[GOAL] Pull out each line in the data below that contains the word "sleeveless", and copy every one of them in full.

* START RAW DATA *

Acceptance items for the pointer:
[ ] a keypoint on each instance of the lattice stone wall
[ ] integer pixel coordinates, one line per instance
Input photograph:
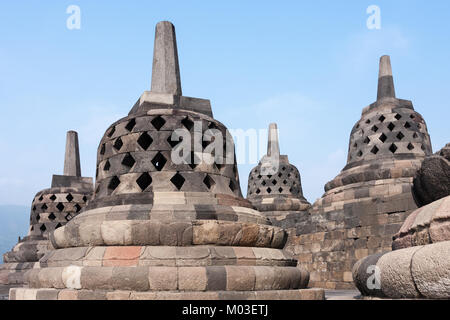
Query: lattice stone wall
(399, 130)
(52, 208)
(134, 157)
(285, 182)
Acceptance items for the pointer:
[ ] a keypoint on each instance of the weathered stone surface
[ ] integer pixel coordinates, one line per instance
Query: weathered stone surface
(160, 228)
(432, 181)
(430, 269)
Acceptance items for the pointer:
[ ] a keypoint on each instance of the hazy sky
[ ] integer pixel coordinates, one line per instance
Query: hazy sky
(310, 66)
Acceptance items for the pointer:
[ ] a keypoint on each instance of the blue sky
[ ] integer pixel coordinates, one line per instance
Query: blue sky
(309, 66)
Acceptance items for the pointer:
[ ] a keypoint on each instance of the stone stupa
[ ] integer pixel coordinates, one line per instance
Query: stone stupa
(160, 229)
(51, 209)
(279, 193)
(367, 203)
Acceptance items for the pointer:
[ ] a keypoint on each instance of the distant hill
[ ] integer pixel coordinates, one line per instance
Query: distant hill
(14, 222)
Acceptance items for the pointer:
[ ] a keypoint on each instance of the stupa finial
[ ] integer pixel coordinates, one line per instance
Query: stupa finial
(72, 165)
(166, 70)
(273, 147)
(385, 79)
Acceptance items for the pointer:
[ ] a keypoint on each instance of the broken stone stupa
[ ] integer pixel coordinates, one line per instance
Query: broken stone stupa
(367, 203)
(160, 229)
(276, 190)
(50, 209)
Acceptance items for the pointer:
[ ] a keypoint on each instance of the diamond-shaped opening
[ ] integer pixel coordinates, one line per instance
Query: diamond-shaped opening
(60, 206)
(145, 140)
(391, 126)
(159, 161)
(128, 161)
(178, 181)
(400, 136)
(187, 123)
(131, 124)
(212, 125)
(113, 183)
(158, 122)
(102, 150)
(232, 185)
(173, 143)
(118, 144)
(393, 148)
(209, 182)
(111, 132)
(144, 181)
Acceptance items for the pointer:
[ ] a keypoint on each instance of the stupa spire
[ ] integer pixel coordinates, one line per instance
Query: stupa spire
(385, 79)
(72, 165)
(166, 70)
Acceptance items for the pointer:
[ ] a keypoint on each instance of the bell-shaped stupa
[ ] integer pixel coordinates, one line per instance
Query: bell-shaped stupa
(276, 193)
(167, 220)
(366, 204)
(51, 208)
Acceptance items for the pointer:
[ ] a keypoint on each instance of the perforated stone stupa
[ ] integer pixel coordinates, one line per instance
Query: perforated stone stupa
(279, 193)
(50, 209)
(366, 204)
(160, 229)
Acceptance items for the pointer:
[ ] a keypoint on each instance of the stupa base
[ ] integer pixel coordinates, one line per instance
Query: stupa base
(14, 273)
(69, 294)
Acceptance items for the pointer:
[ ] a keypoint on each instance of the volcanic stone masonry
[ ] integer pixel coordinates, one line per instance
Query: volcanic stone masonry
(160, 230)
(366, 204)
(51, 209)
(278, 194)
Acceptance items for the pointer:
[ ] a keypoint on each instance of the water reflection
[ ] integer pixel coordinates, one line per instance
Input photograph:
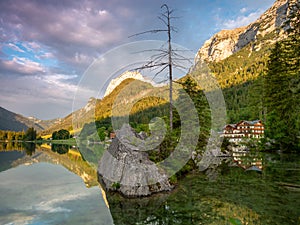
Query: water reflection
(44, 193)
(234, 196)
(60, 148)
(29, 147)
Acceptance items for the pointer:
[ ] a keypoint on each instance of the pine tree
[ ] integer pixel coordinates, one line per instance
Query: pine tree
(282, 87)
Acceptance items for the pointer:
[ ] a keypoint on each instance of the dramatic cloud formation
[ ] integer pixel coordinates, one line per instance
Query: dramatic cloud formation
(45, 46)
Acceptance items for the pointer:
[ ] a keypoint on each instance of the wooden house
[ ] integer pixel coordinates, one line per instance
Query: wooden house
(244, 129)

* END RAW DATA *
* START RAW DATA *

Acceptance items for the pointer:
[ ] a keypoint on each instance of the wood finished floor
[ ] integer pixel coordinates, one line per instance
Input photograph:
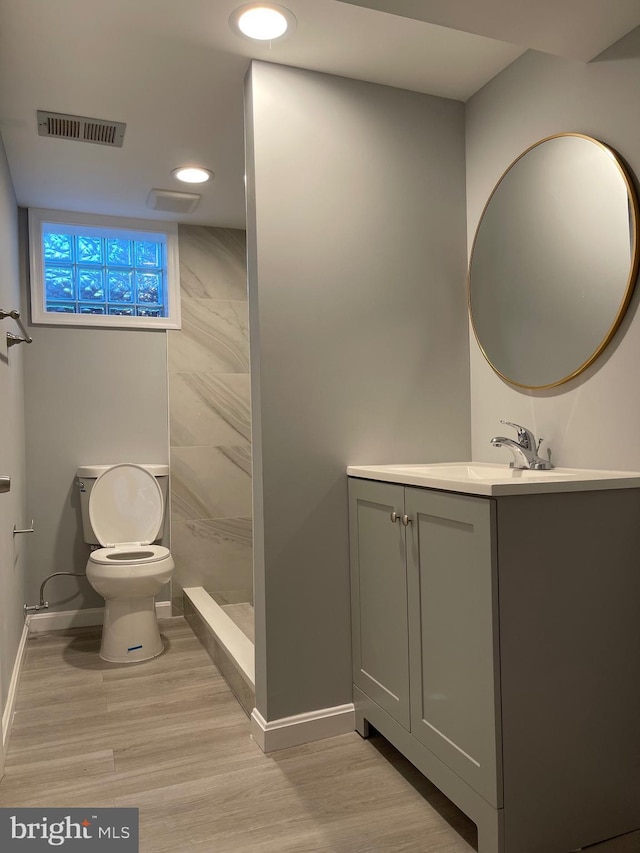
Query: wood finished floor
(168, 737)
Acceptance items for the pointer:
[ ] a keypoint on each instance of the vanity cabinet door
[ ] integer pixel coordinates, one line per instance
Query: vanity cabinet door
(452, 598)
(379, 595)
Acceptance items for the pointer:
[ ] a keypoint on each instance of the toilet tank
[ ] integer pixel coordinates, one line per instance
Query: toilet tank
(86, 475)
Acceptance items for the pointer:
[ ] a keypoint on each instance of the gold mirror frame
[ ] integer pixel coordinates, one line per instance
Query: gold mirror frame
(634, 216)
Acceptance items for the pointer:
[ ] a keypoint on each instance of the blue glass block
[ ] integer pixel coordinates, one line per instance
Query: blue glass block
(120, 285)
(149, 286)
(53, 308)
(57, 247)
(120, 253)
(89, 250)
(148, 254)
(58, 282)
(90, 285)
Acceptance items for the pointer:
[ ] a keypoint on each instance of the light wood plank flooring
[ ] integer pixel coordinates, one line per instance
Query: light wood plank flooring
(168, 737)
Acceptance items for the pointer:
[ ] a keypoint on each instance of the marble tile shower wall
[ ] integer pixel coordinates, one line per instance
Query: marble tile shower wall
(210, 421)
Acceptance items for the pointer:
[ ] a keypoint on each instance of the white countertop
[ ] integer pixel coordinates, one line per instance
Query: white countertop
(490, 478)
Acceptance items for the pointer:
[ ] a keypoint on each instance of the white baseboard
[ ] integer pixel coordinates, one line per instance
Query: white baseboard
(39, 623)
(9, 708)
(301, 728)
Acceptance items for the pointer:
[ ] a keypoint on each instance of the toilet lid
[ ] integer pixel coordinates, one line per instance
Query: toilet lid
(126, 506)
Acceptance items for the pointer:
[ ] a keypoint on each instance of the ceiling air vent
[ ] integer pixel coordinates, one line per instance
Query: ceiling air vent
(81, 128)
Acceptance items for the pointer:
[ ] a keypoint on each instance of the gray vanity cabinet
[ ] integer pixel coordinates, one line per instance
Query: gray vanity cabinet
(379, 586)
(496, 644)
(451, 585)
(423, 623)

* END RAW DATA *
* START RAW DATA *

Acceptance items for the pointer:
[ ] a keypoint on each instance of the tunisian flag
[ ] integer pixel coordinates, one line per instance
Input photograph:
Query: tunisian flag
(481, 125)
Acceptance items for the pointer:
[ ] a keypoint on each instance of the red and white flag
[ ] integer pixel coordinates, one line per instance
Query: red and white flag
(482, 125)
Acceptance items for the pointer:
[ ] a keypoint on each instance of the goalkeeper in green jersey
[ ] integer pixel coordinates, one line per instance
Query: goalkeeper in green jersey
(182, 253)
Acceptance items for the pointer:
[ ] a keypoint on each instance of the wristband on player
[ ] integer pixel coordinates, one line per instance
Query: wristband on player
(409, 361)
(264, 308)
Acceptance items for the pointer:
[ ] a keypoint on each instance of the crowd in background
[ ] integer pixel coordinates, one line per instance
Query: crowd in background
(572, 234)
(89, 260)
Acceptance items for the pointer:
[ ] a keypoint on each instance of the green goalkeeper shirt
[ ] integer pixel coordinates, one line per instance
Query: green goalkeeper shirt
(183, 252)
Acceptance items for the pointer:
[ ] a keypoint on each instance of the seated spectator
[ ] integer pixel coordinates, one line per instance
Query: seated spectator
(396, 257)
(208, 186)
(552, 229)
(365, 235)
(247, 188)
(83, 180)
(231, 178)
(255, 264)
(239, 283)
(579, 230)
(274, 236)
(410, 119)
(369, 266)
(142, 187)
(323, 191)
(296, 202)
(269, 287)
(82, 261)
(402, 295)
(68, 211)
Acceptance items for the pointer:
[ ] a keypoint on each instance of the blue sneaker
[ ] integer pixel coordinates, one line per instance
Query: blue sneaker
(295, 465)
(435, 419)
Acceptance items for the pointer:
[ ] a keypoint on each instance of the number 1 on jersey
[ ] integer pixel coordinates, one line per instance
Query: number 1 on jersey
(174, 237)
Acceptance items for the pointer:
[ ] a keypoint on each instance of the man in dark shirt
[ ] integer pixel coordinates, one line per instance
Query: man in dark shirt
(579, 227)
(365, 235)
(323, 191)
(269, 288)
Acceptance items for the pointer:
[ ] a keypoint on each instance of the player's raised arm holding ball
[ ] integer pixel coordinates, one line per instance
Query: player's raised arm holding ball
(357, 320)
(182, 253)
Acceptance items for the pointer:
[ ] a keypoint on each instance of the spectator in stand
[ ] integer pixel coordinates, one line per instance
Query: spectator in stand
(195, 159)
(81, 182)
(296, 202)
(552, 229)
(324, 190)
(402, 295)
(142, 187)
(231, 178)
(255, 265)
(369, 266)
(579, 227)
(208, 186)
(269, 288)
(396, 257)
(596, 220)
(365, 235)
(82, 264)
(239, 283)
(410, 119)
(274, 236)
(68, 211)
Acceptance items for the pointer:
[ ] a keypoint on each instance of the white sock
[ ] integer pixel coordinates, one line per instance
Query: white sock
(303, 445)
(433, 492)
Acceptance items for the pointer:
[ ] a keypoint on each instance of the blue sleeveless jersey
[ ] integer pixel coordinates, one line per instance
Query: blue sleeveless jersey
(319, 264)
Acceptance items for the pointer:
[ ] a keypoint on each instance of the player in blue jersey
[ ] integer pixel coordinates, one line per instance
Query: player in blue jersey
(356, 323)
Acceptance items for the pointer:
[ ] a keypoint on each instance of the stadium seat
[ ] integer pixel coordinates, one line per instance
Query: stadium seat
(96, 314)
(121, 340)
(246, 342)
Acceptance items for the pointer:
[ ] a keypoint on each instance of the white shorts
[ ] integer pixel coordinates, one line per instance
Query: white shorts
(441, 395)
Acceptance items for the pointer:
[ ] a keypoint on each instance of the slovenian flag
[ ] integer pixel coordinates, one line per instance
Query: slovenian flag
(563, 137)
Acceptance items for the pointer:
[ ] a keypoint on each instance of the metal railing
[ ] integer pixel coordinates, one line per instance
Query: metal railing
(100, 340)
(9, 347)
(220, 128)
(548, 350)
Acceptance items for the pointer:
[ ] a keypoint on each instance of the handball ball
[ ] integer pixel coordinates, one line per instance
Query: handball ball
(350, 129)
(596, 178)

* END RAW DATA *

[CORRECT ANSWER]
[ ] a keypoint on each instance of the blue sleeveless jersey
Query: blue sleeveless jersey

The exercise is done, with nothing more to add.